(Exercise input)
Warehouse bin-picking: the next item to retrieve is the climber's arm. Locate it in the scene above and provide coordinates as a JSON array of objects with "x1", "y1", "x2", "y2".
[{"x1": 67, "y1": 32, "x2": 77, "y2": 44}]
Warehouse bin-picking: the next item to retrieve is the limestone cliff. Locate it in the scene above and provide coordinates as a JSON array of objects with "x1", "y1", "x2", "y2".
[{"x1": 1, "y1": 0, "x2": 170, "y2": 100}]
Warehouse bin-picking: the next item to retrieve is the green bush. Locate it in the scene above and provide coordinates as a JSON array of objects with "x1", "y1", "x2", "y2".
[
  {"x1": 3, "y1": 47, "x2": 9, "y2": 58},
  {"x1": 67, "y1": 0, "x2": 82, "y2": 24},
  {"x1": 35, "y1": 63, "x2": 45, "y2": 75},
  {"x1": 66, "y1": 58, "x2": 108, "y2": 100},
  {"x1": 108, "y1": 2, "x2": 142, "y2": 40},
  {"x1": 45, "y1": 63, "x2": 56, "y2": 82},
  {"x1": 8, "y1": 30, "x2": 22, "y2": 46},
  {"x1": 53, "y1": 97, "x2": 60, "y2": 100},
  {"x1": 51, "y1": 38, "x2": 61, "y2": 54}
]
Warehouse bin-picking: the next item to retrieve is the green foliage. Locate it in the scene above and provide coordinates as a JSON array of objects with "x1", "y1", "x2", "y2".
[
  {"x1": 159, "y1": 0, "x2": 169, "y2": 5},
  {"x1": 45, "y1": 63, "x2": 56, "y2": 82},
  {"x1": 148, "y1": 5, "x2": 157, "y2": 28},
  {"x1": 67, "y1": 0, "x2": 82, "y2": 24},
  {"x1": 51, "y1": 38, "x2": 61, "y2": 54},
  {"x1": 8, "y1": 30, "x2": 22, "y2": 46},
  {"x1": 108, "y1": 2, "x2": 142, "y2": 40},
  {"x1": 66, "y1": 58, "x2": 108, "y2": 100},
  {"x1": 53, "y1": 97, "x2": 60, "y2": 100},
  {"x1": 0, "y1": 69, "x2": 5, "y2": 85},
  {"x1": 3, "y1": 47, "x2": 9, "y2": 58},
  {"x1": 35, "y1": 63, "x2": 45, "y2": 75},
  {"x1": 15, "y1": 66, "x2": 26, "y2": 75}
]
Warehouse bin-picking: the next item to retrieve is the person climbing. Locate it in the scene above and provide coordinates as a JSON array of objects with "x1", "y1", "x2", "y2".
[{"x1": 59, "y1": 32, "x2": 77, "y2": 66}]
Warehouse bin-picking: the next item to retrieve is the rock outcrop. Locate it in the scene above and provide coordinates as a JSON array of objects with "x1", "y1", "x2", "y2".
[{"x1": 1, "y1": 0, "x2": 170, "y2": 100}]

(Written task) Copy every one of the records above word for word, keeping each line unchanged and in its original order.

(Response to this task)
Warehouse bin-picking: the next item to retrieve is the climber's arm. Locate it in the scene above and provide coordinates as a JSON array of objects with "x1", "y1", "x2", "y2".
[{"x1": 67, "y1": 32, "x2": 77, "y2": 44}]
Warehouse bin-picking: the next item to retrieve is the limestone cliff. Locate it in the scene above and provide coordinates as a JSON array of objects with "x1", "y1", "x2", "y2".
[{"x1": 1, "y1": 0, "x2": 170, "y2": 100}]
Warehouse bin-picking: the next item to retrieve is the green bush. Locate it in the scene above and provide coordinates as a JSON array of objects with "x1", "y1", "x2", "y2".
[
  {"x1": 3, "y1": 47, "x2": 9, "y2": 58},
  {"x1": 67, "y1": 0, "x2": 82, "y2": 24},
  {"x1": 35, "y1": 63, "x2": 45, "y2": 75},
  {"x1": 66, "y1": 58, "x2": 108, "y2": 100},
  {"x1": 108, "y1": 2, "x2": 142, "y2": 40},
  {"x1": 45, "y1": 63, "x2": 56, "y2": 82},
  {"x1": 8, "y1": 30, "x2": 22, "y2": 46},
  {"x1": 53, "y1": 97, "x2": 60, "y2": 100},
  {"x1": 51, "y1": 38, "x2": 61, "y2": 54}
]
Warehouse bin-picking: the next item to retrieve is the green foliage. Locate it in the scene above and provide coordinates as a JSON array of objects with "x1", "y1", "x2", "y2".
[
  {"x1": 159, "y1": 0, "x2": 169, "y2": 5},
  {"x1": 45, "y1": 63, "x2": 56, "y2": 82},
  {"x1": 148, "y1": 5, "x2": 157, "y2": 28},
  {"x1": 67, "y1": 0, "x2": 82, "y2": 24},
  {"x1": 51, "y1": 38, "x2": 61, "y2": 54},
  {"x1": 8, "y1": 30, "x2": 22, "y2": 46},
  {"x1": 108, "y1": 2, "x2": 142, "y2": 40},
  {"x1": 66, "y1": 58, "x2": 108, "y2": 100},
  {"x1": 53, "y1": 97, "x2": 60, "y2": 100},
  {"x1": 0, "y1": 69, "x2": 5, "y2": 85},
  {"x1": 3, "y1": 47, "x2": 9, "y2": 58},
  {"x1": 35, "y1": 63, "x2": 45, "y2": 75},
  {"x1": 15, "y1": 66, "x2": 26, "y2": 75}
]
Warehouse bin-picking: the next item to retrieve is the person climbing. Locate it in the scene above and provide coordinates as a JSON array of objects with "x1", "y1", "x2", "y2".
[{"x1": 59, "y1": 32, "x2": 77, "y2": 66}]
Warehouse bin-picking: the next item to retrieve is the rock outcrop. Locate it in the scene above and provide coordinates as a JSON array of objects with "x1", "y1", "x2", "y2".
[{"x1": 1, "y1": 0, "x2": 170, "y2": 100}]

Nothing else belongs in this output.